### Exercise goal
Which lines of the items below contain the word "paver"? Pick out each of them and copy it.

### Point placement items

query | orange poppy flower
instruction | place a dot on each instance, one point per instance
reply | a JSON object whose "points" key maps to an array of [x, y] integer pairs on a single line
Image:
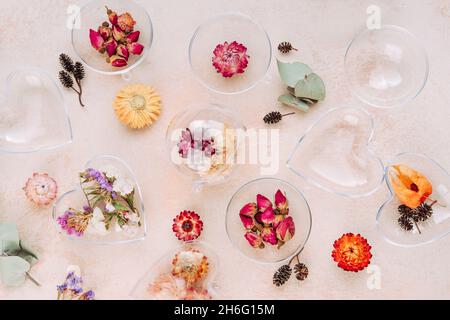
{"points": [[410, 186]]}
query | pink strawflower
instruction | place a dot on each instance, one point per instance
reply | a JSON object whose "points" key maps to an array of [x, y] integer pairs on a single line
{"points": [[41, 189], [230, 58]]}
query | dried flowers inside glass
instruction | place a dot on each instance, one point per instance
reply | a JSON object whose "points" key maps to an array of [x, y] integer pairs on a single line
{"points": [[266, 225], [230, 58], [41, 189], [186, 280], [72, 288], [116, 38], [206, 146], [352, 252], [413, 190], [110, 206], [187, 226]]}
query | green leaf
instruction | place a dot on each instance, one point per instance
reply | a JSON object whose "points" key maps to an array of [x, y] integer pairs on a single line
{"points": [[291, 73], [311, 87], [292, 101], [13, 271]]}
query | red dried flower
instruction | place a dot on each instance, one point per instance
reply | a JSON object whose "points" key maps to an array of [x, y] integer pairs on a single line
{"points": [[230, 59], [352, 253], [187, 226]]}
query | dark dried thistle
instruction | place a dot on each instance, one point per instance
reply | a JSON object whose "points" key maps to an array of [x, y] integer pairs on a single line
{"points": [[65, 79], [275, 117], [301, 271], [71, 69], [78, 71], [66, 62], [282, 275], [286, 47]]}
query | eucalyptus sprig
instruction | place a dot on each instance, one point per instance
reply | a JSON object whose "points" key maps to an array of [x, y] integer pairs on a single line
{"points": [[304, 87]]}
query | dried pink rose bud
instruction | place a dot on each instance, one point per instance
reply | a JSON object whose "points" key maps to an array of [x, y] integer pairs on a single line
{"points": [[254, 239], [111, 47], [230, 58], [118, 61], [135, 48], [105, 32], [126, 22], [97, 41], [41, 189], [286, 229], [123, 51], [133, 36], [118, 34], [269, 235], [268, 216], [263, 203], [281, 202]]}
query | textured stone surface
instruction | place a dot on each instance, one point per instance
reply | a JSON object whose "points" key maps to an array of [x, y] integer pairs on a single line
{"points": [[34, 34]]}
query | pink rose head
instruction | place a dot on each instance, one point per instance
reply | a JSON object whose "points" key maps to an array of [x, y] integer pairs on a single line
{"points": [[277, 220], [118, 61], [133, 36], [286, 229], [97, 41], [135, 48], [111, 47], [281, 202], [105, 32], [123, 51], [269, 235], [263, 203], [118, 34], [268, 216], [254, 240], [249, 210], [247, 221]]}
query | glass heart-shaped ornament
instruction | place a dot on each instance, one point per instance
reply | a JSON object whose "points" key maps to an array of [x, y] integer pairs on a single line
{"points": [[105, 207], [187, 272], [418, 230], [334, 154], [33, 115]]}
==
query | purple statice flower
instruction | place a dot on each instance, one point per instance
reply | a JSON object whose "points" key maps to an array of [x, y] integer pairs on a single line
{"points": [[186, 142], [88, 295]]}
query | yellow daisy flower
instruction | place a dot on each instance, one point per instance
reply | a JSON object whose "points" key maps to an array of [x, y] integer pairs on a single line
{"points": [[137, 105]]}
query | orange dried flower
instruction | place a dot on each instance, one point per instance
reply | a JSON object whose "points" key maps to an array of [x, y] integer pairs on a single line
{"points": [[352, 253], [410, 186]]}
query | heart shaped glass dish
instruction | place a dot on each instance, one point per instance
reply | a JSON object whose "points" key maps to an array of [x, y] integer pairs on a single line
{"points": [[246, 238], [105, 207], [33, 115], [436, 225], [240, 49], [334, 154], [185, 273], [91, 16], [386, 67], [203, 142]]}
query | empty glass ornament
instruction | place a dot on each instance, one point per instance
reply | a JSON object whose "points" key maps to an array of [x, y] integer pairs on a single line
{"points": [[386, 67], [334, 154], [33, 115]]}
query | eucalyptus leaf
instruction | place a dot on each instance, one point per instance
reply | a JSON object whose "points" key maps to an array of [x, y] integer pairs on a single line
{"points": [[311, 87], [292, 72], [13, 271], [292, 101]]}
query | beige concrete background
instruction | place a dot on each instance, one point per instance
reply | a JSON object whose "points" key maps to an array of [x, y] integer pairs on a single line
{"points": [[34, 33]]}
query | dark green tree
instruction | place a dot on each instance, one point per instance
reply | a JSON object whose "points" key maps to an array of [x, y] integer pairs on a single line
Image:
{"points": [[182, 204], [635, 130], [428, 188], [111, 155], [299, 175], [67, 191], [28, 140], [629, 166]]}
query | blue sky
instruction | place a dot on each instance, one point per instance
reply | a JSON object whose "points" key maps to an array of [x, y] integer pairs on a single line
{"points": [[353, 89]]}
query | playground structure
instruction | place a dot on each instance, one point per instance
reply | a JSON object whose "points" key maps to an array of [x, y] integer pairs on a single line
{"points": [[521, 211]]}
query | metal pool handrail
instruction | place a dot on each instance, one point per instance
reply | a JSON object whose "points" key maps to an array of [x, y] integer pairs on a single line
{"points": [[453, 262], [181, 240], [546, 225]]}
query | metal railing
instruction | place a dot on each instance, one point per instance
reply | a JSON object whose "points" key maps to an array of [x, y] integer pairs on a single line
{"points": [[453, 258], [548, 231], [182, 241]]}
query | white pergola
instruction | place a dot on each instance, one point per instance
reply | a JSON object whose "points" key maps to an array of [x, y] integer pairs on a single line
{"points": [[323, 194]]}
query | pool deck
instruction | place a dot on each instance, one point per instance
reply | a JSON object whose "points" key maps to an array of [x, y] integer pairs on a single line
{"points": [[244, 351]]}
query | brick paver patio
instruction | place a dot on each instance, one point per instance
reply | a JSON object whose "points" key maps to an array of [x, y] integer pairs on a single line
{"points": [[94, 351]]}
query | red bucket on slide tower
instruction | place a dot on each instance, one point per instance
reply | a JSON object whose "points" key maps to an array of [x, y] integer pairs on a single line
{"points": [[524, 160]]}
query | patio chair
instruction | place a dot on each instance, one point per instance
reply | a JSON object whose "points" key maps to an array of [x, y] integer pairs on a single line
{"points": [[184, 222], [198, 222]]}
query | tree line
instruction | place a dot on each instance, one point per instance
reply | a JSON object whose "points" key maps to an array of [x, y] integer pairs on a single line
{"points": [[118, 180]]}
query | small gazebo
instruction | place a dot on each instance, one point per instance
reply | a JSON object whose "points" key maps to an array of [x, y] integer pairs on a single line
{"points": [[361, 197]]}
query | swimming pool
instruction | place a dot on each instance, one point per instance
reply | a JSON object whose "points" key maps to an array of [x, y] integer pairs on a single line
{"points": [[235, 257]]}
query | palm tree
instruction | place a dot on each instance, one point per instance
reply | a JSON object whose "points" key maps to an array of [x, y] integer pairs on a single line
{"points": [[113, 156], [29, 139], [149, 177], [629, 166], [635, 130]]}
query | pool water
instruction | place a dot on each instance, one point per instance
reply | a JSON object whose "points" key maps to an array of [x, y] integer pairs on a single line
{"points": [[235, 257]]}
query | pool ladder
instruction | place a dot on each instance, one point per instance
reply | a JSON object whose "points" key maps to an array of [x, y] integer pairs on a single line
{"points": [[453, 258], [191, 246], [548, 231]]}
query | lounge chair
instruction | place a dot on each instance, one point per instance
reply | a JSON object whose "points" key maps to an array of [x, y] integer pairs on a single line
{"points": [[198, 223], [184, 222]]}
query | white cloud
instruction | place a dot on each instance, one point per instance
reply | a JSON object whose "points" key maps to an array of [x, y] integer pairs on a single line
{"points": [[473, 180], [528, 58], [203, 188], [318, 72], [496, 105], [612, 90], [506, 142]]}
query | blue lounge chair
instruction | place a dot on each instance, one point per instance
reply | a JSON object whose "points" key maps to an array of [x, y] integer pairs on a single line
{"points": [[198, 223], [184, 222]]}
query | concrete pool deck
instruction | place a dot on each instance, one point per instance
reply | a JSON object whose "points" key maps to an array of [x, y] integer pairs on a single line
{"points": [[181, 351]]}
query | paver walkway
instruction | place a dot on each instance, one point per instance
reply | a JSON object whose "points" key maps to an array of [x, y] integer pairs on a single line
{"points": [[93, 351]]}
---
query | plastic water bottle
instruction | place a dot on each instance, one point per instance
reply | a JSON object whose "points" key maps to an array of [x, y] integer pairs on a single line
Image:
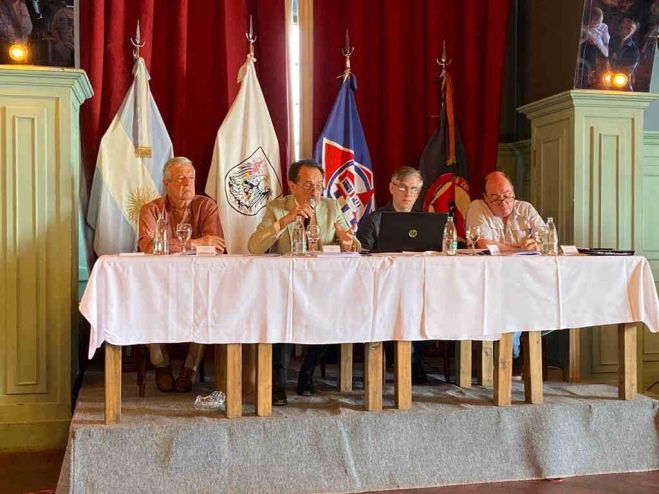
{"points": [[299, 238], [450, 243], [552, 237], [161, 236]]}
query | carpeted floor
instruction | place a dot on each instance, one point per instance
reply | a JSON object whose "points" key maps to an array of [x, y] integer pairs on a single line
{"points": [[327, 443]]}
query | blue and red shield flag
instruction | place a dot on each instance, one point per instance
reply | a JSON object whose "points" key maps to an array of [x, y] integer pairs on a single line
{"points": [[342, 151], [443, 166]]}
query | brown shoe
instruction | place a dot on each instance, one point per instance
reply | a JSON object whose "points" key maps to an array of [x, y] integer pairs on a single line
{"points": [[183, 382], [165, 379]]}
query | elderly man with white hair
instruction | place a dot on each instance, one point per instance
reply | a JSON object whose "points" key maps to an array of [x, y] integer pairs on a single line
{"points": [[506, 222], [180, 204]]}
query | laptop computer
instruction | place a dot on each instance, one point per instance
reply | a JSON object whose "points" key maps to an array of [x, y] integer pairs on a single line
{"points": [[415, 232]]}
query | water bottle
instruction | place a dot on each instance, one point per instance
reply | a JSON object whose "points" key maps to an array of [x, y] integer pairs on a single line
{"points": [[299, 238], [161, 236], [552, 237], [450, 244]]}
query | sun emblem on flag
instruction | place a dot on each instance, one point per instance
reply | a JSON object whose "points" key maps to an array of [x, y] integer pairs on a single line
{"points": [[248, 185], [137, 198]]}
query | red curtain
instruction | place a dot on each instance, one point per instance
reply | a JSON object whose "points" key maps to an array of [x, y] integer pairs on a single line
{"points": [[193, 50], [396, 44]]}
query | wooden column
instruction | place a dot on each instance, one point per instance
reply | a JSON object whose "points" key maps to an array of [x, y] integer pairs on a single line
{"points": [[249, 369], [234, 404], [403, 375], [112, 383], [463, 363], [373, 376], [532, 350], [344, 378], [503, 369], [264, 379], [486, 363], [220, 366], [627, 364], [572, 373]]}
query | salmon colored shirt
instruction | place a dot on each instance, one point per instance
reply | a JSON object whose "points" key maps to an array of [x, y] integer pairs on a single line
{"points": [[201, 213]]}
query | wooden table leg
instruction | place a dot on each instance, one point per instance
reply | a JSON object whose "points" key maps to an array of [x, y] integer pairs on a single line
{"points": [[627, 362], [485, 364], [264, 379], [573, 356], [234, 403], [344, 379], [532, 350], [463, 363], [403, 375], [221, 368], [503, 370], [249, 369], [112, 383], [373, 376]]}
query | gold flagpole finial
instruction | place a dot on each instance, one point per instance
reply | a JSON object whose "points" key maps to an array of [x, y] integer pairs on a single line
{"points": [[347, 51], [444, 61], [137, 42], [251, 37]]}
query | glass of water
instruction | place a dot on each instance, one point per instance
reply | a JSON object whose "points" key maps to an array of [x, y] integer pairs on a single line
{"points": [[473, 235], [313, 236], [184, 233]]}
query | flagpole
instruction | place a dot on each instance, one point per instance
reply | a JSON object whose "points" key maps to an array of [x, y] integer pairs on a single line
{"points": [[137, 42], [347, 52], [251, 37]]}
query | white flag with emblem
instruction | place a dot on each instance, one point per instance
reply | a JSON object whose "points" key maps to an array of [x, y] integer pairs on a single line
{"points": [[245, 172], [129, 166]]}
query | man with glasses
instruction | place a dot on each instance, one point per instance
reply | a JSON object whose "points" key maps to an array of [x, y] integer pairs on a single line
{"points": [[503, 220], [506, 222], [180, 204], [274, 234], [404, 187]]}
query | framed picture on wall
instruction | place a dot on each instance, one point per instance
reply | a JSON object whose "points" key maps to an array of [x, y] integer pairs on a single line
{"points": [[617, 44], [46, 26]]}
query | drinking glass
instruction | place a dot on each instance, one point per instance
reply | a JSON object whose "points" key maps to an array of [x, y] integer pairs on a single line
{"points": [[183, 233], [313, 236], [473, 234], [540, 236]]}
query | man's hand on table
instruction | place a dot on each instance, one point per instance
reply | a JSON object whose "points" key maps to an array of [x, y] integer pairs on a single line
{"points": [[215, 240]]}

### Correct result
query | brick paver patio
query | paver walkway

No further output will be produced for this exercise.